What to do –
Check the records below line by line for the string "rough". Give the number of lines that contain it and nothing else.

Start of Block

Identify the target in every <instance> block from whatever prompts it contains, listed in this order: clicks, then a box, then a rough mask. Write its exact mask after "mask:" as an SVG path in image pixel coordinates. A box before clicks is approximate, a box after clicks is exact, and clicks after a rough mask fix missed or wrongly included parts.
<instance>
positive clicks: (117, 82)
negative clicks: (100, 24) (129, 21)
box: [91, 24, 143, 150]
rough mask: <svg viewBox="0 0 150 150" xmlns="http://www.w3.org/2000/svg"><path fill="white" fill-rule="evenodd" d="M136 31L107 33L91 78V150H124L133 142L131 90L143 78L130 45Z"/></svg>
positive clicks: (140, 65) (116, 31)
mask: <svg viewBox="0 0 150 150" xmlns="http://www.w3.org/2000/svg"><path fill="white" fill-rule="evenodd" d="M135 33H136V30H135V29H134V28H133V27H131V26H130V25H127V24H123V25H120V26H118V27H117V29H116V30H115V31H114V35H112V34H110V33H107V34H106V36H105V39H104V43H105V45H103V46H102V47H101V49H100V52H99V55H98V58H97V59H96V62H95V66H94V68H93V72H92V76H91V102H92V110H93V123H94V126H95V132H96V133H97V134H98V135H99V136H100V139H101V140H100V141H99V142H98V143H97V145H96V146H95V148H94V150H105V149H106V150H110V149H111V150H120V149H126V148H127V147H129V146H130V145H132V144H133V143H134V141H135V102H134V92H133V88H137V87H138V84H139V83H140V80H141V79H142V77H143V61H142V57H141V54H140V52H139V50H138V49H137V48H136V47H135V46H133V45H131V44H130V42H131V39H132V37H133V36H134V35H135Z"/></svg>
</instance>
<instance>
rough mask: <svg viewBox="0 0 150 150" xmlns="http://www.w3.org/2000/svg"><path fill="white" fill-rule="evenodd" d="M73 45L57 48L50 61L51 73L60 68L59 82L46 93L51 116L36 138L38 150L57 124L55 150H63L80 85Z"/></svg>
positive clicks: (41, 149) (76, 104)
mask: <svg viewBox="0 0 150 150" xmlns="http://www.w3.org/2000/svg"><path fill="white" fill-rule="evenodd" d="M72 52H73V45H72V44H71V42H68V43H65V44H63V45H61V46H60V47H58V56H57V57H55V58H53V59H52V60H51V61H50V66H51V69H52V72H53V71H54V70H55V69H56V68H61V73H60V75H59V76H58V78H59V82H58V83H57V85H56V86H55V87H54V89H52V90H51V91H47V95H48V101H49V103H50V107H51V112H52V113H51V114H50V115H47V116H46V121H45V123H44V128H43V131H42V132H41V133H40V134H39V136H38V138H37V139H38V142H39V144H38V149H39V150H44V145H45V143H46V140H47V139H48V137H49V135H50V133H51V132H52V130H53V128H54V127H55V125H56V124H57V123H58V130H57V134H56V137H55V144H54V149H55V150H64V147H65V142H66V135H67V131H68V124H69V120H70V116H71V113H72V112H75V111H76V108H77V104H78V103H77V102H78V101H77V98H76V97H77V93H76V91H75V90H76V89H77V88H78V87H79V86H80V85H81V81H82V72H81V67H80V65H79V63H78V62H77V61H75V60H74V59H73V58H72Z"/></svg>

End of Block

Exercise output –
3